TEXT FOR ANALYSIS —
· · ·

22 a Day

The number 22 refers to a 2012 VA report citing the number of veterans, active-duty troops, Guard and Reserve members who commit suicide per day.

“22 a day” is a mantra many veterans and active duty service members silently repeat over and over. Many even wear a metal bracelet to signify the importance of that number to them.

The number 22 refers to a 2012 VA report citing the number of veterans, active-duty troops, Guard and Reserve members who commit suicide per day. Since that report new studies have shown, and Department of Veterans Affairs Secretary Robert Wilkie confirmed, the number of suicides has dropped to 20.

In a new report released on Thursday, the average number of veteran suicides per day was 17.6 in 2018, but that number does not include active-duty troops or Guard and Reserve members. The report also found the rate of suicide among Veterans who received recent VA care decreased by 2.4 percent. The report includes analyses of veteran suicide from 2005-2018 and findings from ongoing monitoring of VA health system suicide-related indicators during the COVID-19 pandemic. When combined with 1.5 active-duty troops or Guard and Reserve suicides from a 2019 DoD report, the number still remains at 20.

Wilkie said most of the suicides are veterans who are not in the VA system and most of those are Vietnam veterans. Wilkie said his department is working to reach those veterans and get them into the system.

“Of those 20, 18 to 16 are not in the VA,” Wilkie said. “Most of those are from my father’s generation — the Vietnam war. President Trump signed legislation that allows us to actually spread resources out into the community, local governments, charities and faith-based organizations to help us find those veterans.”

Wilkie was referring to “President’s Roadmap to Empower Veterans and End a National Tragedy of Suicide,” an executive order signed by President Donald Trump on June 17. PREVENTS is a nationwide plan to raise awareness about mental health, connect veterans and others at risk of suicide to federal and local resources, and facilitate focused and coordinated research into suicide.

· · ·

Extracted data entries
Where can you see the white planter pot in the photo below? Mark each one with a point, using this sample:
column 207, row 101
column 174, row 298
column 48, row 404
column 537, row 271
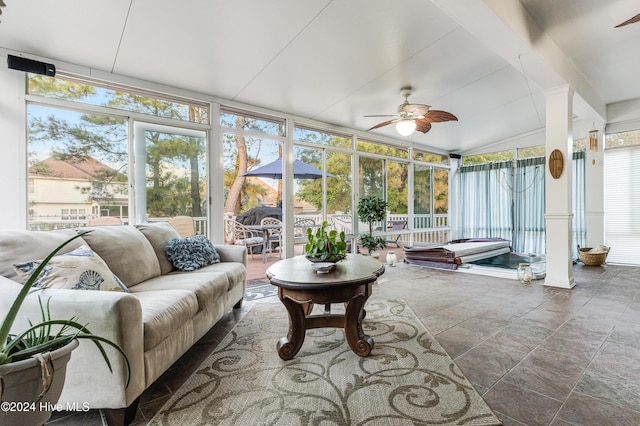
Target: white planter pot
column 23, row 384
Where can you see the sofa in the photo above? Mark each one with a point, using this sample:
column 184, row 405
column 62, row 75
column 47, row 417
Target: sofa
column 156, row 317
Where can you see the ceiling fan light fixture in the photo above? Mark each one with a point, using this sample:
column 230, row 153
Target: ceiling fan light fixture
column 406, row 127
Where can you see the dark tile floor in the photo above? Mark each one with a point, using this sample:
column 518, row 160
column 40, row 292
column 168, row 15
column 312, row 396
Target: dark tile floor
column 537, row 355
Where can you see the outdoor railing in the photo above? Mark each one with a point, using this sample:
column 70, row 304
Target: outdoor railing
column 422, row 234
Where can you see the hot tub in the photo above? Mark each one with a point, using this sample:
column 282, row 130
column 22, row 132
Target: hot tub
column 506, row 265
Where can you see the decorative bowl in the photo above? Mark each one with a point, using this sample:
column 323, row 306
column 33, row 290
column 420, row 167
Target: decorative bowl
column 322, row 267
column 326, row 258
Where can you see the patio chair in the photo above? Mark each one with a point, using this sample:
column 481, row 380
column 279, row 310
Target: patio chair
column 184, row 225
column 275, row 234
column 243, row 236
column 300, row 227
column 104, row 221
column 395, row 225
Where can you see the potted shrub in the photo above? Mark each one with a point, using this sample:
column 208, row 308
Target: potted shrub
column 371, row 209
column 33, row 362
column 325, row 247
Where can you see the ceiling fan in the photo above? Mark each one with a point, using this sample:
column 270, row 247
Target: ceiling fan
column 411, row 117
column 629, row 21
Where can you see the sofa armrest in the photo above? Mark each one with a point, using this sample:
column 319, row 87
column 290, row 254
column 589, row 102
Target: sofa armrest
column 113, row 315
column 230, row 253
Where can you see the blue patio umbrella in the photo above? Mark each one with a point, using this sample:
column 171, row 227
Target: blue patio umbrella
column 273, row 170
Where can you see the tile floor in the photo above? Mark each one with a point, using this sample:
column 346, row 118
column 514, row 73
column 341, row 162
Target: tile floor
column 537, row 355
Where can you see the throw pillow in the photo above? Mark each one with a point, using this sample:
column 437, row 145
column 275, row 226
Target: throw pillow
column 80, row 269
column 191, row 253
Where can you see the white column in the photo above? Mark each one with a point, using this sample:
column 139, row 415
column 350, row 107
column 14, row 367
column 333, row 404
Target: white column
column 594, row 184
column 559, row 211
column 13, row 161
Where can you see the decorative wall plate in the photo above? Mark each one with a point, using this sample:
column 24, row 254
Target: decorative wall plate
column 556, row 163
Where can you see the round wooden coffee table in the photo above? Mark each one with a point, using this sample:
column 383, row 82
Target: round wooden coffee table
column 300, row 287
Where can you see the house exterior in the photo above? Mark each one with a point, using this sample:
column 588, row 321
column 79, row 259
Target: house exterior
column 68, row 192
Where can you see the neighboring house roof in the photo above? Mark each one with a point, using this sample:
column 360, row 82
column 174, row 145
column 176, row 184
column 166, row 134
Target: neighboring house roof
column 72, row 168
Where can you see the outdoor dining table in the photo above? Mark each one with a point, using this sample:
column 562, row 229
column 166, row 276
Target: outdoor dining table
column 265, row 234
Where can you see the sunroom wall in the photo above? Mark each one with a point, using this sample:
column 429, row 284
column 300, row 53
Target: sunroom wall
column 13, row 136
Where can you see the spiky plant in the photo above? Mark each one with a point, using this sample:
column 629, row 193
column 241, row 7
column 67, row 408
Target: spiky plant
column 41, row 337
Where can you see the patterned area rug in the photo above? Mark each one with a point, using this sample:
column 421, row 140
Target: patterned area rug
column 253, row 293
column 407, row 379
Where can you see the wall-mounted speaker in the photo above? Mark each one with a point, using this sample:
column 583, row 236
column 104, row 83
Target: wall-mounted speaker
column 29, row 65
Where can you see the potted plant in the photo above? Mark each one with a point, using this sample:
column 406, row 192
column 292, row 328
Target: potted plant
column 325, row 247
column 33, row 362
column 371, row 209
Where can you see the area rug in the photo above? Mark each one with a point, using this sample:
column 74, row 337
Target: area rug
column 407, row 379
column 253, row 293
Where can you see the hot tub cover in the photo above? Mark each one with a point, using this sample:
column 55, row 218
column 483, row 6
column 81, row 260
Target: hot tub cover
column 456, row 252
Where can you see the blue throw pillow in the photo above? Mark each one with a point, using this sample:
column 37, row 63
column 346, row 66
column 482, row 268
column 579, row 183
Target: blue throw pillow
column 191, row 253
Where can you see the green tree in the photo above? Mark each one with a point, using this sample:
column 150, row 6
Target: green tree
column 105, row 138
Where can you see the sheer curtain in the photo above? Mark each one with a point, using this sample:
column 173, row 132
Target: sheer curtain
column 579, row 195
column 485, row 208
column 507, row 201
column 529, row 206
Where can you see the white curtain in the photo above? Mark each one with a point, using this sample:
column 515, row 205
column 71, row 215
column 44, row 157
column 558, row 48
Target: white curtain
column 499, row 200
column 485, row 208
column 579, row 195
column 529, row 206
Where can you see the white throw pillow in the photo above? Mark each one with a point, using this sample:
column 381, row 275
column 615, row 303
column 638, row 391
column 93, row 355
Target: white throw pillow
column 80, row 269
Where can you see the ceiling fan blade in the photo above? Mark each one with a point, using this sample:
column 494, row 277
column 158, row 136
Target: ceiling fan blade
column 416, row 109
column 384, row 123
column 436, row 116
column 422, row 125
column 630, row 21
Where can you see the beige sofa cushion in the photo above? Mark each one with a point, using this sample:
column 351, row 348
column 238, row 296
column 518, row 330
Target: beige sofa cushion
column 126, row 251
column 164, row 312
column 207, row 287
column 159, row 234
column 22, row 246
column 235, row 272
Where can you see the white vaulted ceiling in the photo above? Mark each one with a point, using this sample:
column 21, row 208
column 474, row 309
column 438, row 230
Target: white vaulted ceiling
column 486, row 61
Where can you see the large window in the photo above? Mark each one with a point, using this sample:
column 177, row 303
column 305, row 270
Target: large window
column 622, row 197
column 250, row 142
column 80, row 164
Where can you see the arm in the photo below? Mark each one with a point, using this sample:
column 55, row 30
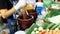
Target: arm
column 6, row 13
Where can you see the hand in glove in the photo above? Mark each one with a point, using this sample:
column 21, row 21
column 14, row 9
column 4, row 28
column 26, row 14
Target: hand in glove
column 20, row 4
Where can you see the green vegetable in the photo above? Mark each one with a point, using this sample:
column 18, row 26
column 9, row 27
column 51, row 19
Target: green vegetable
column 55, row 26
column 50, row 26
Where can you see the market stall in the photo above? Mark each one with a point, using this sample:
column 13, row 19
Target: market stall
column 41, row 17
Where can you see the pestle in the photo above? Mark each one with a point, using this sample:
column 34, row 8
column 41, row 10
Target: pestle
column 24, row 14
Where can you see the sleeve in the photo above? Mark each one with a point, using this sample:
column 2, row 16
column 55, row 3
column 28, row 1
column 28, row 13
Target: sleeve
column 5, row 4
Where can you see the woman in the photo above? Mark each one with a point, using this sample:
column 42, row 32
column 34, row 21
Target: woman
column 7, row 9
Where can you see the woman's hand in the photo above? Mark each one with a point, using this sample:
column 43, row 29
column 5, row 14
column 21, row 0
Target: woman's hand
column 2, row 12
column 20, row 4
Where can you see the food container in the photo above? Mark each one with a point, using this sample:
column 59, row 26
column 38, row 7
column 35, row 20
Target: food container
column 24, row 24
column 33, row 13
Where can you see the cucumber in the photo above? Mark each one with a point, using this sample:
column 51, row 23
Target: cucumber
column 50, row 25
column 55, row 26
column 58, row 27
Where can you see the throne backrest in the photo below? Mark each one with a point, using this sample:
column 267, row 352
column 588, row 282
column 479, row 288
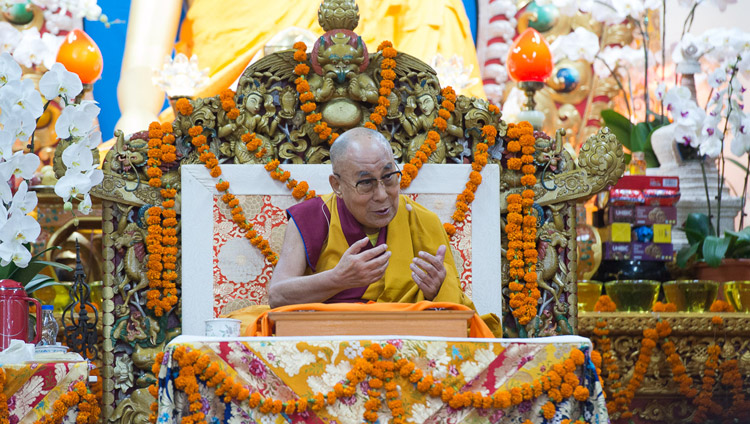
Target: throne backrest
column 222, row 271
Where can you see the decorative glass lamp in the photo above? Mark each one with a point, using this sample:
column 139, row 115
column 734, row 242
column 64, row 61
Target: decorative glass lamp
column 530, row 64
column 80, row 55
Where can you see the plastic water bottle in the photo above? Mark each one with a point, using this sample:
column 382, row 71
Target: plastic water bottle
column 49, row 326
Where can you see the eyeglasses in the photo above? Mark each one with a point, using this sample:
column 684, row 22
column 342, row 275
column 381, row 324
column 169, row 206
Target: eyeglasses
column 367, row 186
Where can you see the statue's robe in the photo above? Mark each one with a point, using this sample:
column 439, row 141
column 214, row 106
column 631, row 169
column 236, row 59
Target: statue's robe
column 227, row 36
column 328, row 229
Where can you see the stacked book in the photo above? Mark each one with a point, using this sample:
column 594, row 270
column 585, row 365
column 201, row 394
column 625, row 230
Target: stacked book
column 638, row 218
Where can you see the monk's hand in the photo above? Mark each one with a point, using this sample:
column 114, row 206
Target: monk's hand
column 359, row 268
column 428, row 272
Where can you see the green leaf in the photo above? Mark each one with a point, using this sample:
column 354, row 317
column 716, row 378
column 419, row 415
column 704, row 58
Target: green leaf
column 714, row 250
column 698, row 227
column 620, row 126
column 684, row 255
column 39, row 282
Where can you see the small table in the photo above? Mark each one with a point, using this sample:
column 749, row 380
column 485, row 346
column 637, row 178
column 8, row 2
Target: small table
column 32, row 388
column 376, row 323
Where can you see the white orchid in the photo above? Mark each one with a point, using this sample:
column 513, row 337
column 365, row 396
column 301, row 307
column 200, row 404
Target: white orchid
column 59, row 82
column 77, row 121
column 579, row 44
column 9, row 37
column 24, row 201
column 14, row 252
column 9, row 69
column 22, row 94
column 77, row 158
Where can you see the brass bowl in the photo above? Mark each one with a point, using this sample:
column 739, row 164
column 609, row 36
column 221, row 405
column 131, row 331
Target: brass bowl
column 737, row 294
column 633, row 295
column 691, row 295
column 588, row 294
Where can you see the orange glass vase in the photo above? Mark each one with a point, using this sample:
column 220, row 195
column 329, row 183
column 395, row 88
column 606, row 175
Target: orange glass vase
column 80, row 55
column 529, row 59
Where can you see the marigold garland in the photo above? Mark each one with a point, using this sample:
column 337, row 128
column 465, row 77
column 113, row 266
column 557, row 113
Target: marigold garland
column 210, row 161
column 379, row 366
column 481, row 156
column 521, row 227
column 88, row 406
column 161, row 239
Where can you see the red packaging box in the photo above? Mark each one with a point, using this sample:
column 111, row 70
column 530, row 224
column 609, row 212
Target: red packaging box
column 639, row 251
column 645, row 190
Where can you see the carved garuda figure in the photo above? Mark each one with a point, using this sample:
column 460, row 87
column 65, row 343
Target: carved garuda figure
column 291, row 104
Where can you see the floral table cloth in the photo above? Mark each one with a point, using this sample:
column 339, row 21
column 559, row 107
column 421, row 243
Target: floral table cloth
column 32, row 388
column 289, row 369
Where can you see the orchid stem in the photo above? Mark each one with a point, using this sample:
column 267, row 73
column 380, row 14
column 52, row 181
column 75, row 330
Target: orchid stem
column 705, row 186
column 744, row 194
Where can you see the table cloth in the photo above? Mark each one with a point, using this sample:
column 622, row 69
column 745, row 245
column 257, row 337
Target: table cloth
column 291, row 368
column 32, row 388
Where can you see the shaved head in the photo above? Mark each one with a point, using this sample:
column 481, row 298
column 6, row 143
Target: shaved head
column 354, row 139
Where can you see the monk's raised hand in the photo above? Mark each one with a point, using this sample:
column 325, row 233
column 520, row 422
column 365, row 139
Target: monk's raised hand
column 428, row 272
column 359, row 268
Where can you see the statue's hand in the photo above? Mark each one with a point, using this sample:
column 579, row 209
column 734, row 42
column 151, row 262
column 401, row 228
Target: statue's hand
column 428, row 272
column 357, row 268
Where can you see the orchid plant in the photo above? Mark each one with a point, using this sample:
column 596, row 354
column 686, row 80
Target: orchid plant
column 21, row 104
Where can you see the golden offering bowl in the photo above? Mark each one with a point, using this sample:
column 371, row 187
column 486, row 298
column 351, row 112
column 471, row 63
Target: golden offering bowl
column 691, row 295
column 588, row 294
column 633, row 295
column 738, row 295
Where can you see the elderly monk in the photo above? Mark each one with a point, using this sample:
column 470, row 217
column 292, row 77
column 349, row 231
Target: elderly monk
column 365, row 241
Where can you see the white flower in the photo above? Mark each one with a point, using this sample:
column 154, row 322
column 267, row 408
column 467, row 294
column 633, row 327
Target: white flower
column 59, row 82
column 710, row 146
column 9, row 37
column 22, row 94
column 717, row 78
column 20, row 229
column 14, row 252
column 85, row 206
column 76, row 120
column 20, row 164
column 24, row 201
column 9, row 69
column 56, row 22
column 6, row 143
column 579, row 44
column 74, row 183
column 77, row 158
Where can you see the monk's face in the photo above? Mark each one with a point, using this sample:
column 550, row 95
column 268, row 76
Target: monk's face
column 372, row 203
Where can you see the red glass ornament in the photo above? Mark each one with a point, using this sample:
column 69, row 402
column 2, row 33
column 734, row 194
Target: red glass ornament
column 529, row 59
column 81, row 56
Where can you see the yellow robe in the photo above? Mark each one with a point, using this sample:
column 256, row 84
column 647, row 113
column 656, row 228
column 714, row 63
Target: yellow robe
column 227, row 35
column 407, row 234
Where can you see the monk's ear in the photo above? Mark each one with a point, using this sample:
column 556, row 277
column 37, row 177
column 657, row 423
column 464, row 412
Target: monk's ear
column 335, row 184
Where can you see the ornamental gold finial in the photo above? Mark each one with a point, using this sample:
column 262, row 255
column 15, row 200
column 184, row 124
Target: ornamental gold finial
column 338, row 14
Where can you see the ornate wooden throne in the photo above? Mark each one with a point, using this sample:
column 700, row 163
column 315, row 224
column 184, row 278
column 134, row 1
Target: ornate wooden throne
column 345, row 81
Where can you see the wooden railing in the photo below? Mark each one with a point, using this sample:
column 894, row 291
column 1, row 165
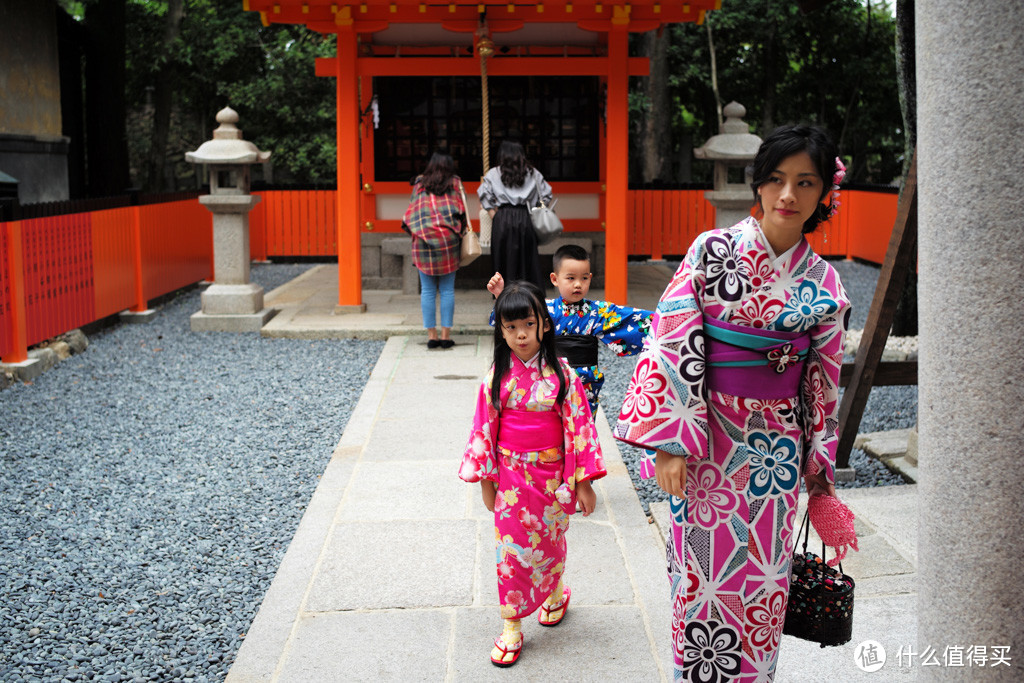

· · ·

EXPLORE THE MATERIAL —
• 1. According to the article on veteran suicide, what was the average number of veteran suicides per day in 2018?
• 2. How would you carry the article on veteran suicide forward from its last sentence?

RESPONSES TO THE EXERCISE —
• 1. 17.6

• 2.
“Veteran suicide is a tragedy this country started measuring in the decades following the Civil War, but one that sadly went unaddressed for generations,” said Trump when he signed the order. “Today, my administration is taking steps to ensure the men and women who bravely fought for us when they were called will be given the care and attention, they need during some of their darkest hours. Our veterans will lead the way for all Americans as we end the stigma that for too long has kept us from talking openly about mental health and thwarted our efforts to provide the kind of assistance and support that will save lives.”

Wilkie said PREVENTS aims to bring together stakeholders across all levels of government and in the private sector to work side by side to provide veterans with the mental health and suicide prevention services they need. By employing a public-health approach to suicide prevention, Trump’s roadmap will equip communities to help veterans get the right care, whenever and wherever they need it.

“America has never addressed the issue of solider suicide,” said Wilkie. “The issue first appeared in the 1890s, in places life Fort Gibson and Fort Sill, where you had a tremendous number of soldiers taking their lives and the Army started keeping statistics. This is the first time that every element of the government is focused on trying to curtail and reduce this number.”